>>>>>

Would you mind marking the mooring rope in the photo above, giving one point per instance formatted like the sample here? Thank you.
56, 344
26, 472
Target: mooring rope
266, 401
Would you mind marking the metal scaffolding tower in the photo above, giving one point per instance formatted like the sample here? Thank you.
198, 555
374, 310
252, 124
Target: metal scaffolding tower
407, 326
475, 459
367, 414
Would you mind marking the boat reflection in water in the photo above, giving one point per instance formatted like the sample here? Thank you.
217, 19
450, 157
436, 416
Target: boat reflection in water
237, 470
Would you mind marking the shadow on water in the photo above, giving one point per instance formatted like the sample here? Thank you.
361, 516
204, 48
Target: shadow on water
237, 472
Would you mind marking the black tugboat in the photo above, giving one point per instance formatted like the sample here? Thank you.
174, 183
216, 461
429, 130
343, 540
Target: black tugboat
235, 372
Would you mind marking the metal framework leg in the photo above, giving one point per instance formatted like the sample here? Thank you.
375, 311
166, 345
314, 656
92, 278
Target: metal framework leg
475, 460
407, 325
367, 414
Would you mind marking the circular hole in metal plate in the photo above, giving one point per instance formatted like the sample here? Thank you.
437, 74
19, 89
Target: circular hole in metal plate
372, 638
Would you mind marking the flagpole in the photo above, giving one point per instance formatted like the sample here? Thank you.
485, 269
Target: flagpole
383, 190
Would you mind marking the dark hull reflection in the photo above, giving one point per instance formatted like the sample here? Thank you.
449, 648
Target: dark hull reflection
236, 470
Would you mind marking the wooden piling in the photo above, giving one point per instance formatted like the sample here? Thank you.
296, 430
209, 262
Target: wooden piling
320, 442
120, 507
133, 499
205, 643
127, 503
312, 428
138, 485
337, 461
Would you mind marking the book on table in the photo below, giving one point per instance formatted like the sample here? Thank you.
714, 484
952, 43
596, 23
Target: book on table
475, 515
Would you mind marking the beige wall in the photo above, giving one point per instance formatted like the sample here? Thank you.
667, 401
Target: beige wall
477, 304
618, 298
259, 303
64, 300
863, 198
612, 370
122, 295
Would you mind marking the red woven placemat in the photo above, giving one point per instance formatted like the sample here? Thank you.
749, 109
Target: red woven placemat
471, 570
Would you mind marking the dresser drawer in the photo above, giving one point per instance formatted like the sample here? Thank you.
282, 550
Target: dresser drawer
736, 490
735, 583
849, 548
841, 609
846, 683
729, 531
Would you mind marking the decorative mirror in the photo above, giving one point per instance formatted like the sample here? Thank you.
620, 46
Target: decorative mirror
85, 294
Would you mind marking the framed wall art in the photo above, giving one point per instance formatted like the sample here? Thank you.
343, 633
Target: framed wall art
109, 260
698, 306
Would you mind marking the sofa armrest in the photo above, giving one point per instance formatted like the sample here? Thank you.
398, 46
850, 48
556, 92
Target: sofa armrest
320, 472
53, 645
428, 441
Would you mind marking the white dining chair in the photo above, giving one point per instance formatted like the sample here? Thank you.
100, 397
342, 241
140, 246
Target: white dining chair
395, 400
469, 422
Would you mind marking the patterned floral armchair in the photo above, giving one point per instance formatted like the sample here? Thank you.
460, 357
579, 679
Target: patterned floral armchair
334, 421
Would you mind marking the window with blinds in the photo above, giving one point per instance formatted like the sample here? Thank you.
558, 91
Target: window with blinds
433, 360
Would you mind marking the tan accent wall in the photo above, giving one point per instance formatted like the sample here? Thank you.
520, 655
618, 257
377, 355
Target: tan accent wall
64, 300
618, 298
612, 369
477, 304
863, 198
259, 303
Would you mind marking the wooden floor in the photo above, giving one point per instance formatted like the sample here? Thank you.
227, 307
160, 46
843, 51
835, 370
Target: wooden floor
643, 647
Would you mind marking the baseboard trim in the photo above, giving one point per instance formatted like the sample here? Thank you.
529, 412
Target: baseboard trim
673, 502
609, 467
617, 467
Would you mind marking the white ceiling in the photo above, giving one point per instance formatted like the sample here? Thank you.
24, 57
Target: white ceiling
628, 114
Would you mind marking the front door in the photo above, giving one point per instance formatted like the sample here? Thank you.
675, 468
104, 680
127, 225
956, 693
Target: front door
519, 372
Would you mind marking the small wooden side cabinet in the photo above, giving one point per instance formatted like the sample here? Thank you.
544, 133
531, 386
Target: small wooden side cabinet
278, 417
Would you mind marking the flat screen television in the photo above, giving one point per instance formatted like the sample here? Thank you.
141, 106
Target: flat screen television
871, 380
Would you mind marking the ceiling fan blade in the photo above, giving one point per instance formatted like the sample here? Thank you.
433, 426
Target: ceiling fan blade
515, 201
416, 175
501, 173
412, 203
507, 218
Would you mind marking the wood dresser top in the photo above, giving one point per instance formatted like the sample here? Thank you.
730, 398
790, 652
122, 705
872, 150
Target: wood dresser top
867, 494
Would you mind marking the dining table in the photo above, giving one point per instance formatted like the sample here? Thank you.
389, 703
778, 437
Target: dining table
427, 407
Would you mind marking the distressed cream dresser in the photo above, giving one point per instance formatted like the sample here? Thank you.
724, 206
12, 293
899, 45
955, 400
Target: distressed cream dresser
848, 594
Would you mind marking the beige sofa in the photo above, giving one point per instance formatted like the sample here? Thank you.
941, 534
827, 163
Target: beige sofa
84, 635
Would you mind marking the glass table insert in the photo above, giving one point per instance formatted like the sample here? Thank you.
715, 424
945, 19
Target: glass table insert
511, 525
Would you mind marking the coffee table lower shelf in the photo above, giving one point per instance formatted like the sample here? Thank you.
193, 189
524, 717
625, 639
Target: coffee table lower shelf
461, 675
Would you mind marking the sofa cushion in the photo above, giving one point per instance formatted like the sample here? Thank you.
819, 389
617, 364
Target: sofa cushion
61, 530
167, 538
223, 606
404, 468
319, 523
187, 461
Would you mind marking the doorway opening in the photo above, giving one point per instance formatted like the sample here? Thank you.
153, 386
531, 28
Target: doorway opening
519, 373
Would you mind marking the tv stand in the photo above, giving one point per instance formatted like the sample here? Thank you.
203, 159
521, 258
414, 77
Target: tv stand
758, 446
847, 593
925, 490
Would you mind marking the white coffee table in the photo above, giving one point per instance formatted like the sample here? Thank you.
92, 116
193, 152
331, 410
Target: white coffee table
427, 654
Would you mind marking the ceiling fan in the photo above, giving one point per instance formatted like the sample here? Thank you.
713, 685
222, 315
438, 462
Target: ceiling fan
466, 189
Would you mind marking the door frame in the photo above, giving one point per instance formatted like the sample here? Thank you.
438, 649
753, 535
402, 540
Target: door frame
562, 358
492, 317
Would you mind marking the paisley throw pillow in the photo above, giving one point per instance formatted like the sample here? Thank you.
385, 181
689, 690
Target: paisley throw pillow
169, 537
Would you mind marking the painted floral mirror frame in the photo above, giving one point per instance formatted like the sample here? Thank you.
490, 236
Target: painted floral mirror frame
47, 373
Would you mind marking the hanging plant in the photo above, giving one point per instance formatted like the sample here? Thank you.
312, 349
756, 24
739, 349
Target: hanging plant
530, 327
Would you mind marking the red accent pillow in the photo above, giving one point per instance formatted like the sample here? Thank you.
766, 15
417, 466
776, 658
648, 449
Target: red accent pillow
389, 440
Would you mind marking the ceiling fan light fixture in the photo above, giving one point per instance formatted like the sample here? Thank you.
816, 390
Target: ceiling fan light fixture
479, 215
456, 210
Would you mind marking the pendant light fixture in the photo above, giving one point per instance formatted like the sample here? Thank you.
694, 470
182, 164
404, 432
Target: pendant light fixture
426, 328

<<<<<

• _AIM OF THE EXERCISE_:
List everything from the line containing "Would you mind marking the painted" down to the last line above as a numbered list, leaving out any blank lines.

• _SOLVED PROBLEM_:
1. Would you mind marking the painted floral mirror frame in the photo above, giving one point per instance formatted like the sample here? Thank you.
2. 490, 236
3. Target: painted floral mirror frame
4. 47, 373
5. Would you mind marking the hanging plant in the photo above, giving one point per instance formatted like the sample here? Thank you.
6. 312, 349
7. 756, 24
8. 739, 349
9. Target: hanging plant
10. 530, 327
11. Would you mind marking the red accent pillow in the photo above, giving one point per instance formatted like the sample here? Thank you.
12. 766, 15
13. 417, 466
14. 776, 658
15. 648, 449
16. Target: red accent pillow
17. 389, 440
18. Would you mind marking the ceiling fan light fixture in the photo above, giving one point per instance formatted like the sample here? Thank you.
19. 816, 390
20. Target: ceiling fan light fixture
21. 479, 215
22. 456, 210
23. Would you mind marking the pendant light fixture in the photo above, giving one point per instance formatted like the sample here? Thank you.
24. 694, 470
25. 182, 164
26. 404, 432
27. Target: pendant light fixture
28. 426, 328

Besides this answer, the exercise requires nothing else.